Provided records:
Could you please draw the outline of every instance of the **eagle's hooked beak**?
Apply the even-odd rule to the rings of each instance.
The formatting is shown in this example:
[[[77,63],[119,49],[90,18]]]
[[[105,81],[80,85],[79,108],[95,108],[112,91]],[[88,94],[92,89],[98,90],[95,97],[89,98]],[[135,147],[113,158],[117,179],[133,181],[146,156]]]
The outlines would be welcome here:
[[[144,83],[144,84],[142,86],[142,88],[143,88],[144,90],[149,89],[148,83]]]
--
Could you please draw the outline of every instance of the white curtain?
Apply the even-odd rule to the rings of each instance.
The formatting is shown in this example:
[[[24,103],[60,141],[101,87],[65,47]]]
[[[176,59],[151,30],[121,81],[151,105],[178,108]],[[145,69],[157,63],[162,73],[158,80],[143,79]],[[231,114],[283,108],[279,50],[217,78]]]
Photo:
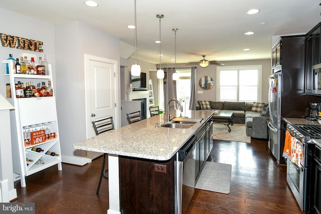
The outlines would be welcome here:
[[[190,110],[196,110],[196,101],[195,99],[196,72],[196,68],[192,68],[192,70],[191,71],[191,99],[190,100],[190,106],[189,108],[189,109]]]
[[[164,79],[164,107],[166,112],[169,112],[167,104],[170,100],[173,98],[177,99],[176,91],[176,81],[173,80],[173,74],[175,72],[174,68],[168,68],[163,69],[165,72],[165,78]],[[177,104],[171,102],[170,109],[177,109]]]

What to do: Reproduce verbatim the stretch of the data from the line containing "the white curtain?" through the line containing "[[[24,103],[60,141],[101,87],[65,47]]]", including both of these lines and nothing else.

Solved problem:
Could you please draw the outline of every instance of the white curtain?
Apply the even-odd rule to the rings of each instance.
The formatting is shown in this example:
[[[24,103],[60,141],[101,87],[65,47]]]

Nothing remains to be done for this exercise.